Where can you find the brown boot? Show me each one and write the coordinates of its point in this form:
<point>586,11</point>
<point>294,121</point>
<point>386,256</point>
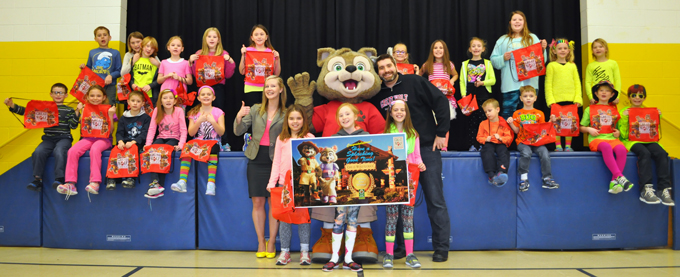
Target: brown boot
<point>365,249</point>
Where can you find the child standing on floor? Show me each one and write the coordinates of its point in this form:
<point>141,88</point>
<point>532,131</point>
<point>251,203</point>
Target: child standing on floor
<point>145,69</point>
<point>259,42</point>
<point>562,82</point>
<point>346,117</point>
<point>132,128</point>
<point>294,126</point>
<point>646,151</point>
<point>168,118</point>
<point>602,69</point>
<point>174,70</point>
<point>529,115</point>
<point>212,46</point>
<point>205,123</point>
<point>600,123</point>
<point>477,78</point>
<point>94,96</point>
<point>399,121</point>
<point>105,62</point>
<point>495,136</point>
<point>57,139</point>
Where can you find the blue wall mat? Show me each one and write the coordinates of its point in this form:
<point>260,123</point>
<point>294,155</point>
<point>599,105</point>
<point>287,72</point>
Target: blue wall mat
<point>581,214</point>
<point>21,208</point>
<point>122,218</point>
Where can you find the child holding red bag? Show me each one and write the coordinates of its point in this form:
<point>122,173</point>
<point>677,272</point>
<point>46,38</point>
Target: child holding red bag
<point>94,96</point>
<point>646,152</point>
<point>294,126</point>
<point>399,121</point>
<point>477,78</point>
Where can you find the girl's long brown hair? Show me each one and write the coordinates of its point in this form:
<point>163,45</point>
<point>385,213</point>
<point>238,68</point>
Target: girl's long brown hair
<point>160,110</point>
<point>285,131</point>
<point>446,62</point>
<point>408,125</point>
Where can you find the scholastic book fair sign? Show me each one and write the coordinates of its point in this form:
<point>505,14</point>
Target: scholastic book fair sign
<point>350,170</point>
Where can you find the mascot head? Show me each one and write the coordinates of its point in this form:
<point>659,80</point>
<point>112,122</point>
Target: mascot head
<point>347,76</point>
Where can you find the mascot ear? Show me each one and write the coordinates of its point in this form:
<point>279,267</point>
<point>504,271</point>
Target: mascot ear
<point>369,51</point>
<point>322,54</point>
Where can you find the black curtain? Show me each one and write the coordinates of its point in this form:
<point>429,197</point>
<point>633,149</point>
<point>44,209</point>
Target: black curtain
<point>298,27</point>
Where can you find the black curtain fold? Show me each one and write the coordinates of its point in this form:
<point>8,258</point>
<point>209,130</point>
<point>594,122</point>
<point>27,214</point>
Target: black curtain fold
<point>298,27</point>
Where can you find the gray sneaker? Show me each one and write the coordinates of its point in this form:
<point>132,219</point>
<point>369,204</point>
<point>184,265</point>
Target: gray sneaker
<point>412,261</point>
<point>665,197</point>
<point>388,261</point>
<point>648,196</point>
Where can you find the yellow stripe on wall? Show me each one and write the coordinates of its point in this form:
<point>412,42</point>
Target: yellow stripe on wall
<point>654,66</point>
<point>28,70</point>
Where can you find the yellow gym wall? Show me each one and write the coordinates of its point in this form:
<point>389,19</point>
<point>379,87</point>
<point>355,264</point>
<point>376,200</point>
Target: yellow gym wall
<point>655,67</point>
<point>28,70</point>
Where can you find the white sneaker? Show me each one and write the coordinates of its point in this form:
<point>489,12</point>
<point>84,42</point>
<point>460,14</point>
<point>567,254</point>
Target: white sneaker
<point>210,189</point>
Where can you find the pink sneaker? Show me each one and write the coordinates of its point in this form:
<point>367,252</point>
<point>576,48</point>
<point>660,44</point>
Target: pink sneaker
<point>93,188</point>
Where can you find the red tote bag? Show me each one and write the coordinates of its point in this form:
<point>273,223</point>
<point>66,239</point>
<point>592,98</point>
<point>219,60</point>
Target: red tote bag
<point>41,114</point>
<point>157,158</point>
<point>537,134</point>
<point>643,124</point>
<point>123,87</point>
<point>468,104</point>
<point>123,163</point>
<point>604,118</point>
<point>259,65</point>
<point>198,149</point>
<point>95,122</point>
<point>85,80</point>
<point>529,62</point>
<point>567,121</point>
<point>406,68</point>
<point>209,70</point>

※

▸ **What the exercise asks**:
Convert all the lines above into a Markdown table with the columns "Row" and "Line text," giving each line a row number and omitting blank lines. Leave the pictures out of the table.

▸ **Right answer**:
| Row | Line text |
|---|---|
| 1 | Where can you find the brown boot? Show me each one and write the coordinates of its point in this form: |
| 2 | <point>586,11</point> |
| 3 | <point>294,121</point> |
| 4 | <point>386,256</point> |
| 5 | Target: brown boot |
| 6 | <point>365,249</point> |
| 7 | Where can you find the child standing on floor? Show me each one and write the coordinates of its point in this form: |
| 8 | <point>141,88</point> |
| 9 | <point>532,131</point> |
| 10 | <point>251,203</point> |
| 11 | Target: child standing on floor |
| 12 | <point>145,69</point> |
| 13 | <point>259,42</point> |
| 14 | <point>562,82</point> |
| 15 | <point>346,117</point> |
| 16 | <point>132,128</point> |
| 17 | <point>294,126</point> |
| 18 | <point>646,151</point> |
| 19 | <point>168,118</point> |
| 20 | <point>602,69</point> |
| 21 | <point>174,70</point> |
| 22 | <point>529,115</point> |
| 23 | <point>212,46</point> |
| 24 | <point>205,123</point> |
| 25 | <point>600,123</point> |
| 26 | <point>477,78</point> |
| 27 | <point>94,96</point> |
| 28 | <point>399,121</point> |
| 29 | <point>105,62</point> |
| 30 | <point>495,136</point> |
| 31 | <point>57,139</point> |
| 32 | Where can you find the blue wall mat? Show me each one and write the coordinates of its point in this form: |
| 33 | <point>260,123</point> |
| 34 | <point>294,155</point> |
| 35 | <point>599,105</point> |
| 36 | <point>287,72</point> |
| 37 | Target: blue wall mat |
| 38 | <point>581,214</point> |
| 39 | <point>21,208</point> |
| 40 | <point>122,218</point> |
| 41 | Where can you find the child holding red bag? Show me each one and write the coordinates of its point in this form: |
| 42 | <point>122,173</point> |
| 43 | <point>677,272</point> |
| 44 | <point>46,38</point> |
| 45 | Target: child holding red bag |
| 46 | <point>94,96</point> |
| 47 | <point>646,152</point> |
| 48 | <point>294,126</point> |
| 49 | <point>399,121</point> |
| 50 | <point>477,78</point> |
| 51 | Where can you find the girl's long brown hair? Show me each one and write the coordinates of its point in this form: |
| 52 | <point>163,45</point> |
| 53 | <point>385,213</point> |
| 54 | <point>238,68</point> |
| 55 | Target: girl's long brown hair |
| 56 | <point>160,110</point> |
| 57 | <point>285,131</point> |
| 58 | <point>446,62</point> |
| 59 | <point>408,125</point> |
| 60 | Where can you find the scholastic book fair sign? Show me each one and write the coordinates of its point in this form: |
| 61 | <point>505,14</point> |
| 62 | Target: scholastic book fair sign |
| 63 | <point>350,170</point> |
| 64 | Where can you find the mascot head? Show me each one and write the coordinates of its point in this form: |
| 65 | <point>659,80</point> |
| 66 | <point>112,122</point> |
| 67 | Target: mascot head |
| 68 | <point>347,76</point> |
| 69 | Where can you find the mascot ear? Show me each one and write the coordinates of its point in this form: |
| 70 | <point>279,267</point> |
| 71 | <point>504,271</point> |
| 72 | Target: mascot ear |
| 73 | <point>369,51</point> |
| 74 | <point>322,54</point> |
| 75 | Where can you find the black curtain? Show me each one and write the coordinates of its point in this form: |
| 76 | <point>429,197</point> |
| 77 | <point>633,149</point> |
| 78 | <point>44,209</point> |
| 79 | Target: black curtain |
| 80 | <point>298,27</point> |
| 81 | Where can you find the black curtain fold? Show me each one and write the coordinates of its point in this form: |
| 82 | <point>8,258</point> |
| 83 | <point>209,130</point> |
| 84 | <point>594,122</point> |
| 85 | <point>27,214</point> |
| 86 | Target: black curtain fold |
| 87 | <point>298,27</point> |
| 88 | Where can you find the gray sneaker? Show me each one and write the coordinates of its point in this form: |
| 89 | <point>132,219</point> |
| 90 | <point>369,204</point> |
| 91 | <point>184,265</point> |
| 92 | Target: gray sneaker |
| 93 | <point>412,261</point> |
| 94 | <point>665,197</point> |
| 95 | <point>388,261</point> |
| 96 | <point>648,196</point> |
| 97 | Where can you find the yellow stripe on wall? Show me each one and write the coordinates of its point in this form: |
| 98 | <point>412,42</point> |
| 99 | Target: yellow stripe on wall |
| 100 | <point>654,66</point> |
| 101 | <point>28,70</point> |
| 102 | Where can you find the yellow gym wall? Show me each one and write the coordinates of its point in this form: |
| 103 | <point>389,19</point> |
| 104 | <point>379,87</point> |
| 105 | <point>355,264</point> |
| 106 | <point>376,200</point> |
| 107 | Target: yellow gym wall |
| 108 | <point>655,67</point> |
| 109 | <point>28,70</point> |
| 110 | Where can you find the white sneaker? Show me each one and write the coordinates of its point in this form: |
| 111 | <point>489,12</point> |
| 112 | <point>84,42</point> |
| 113 | <point>460,14</point> |
| 114 | <point>567,254</point> |
| 115 | Target: white sneaker |
| 116 | <point>210,189</point> |
| 117 | Where can you find the pink sneaker? Show me each one and write the coordinates of its point in this form: |
| 118 | <point>367,252</point> |
| 119 | <point>576,48</point> |
| 120 | <point>660,44</point> |
| 121 | Target: pink sneaker |
| 122 | <point>93,188</point> |
| 123 | Where can you find the red tote bag? Show me each one and write the coordinates of its point in this form: |
| 124 | <point>273,223</point> |
| 125 | <point>66,239</point> |
| 126 | <point>592,98</point> |
| 127 | <point>219,60</point> |
| 128 | Target: red tote bag |
| 129 | <point>41,114</point> |
| 130 | <point>157,158</point> |
| 131 | <point>537,134</point> |
| 132 | <point>643,124</point> |
| 133 | <point>123,87</point> |
| 134 | <point>468,104</point> |
| 135 | <point>123,163</point> |
| 136 | <point>604,118</point> |
| 137 | <point>259,65</point> |
| 138 | <point>198,149</point> |
| 139 | <point>95,122</point> |
| 140 | <point>85,80</point> |
| 141 | <point>529,62</point> |
| 142 | <point>567,121</point> |
| 143 | <point>406,68</point> |
| 144 | <point>209,70</point> |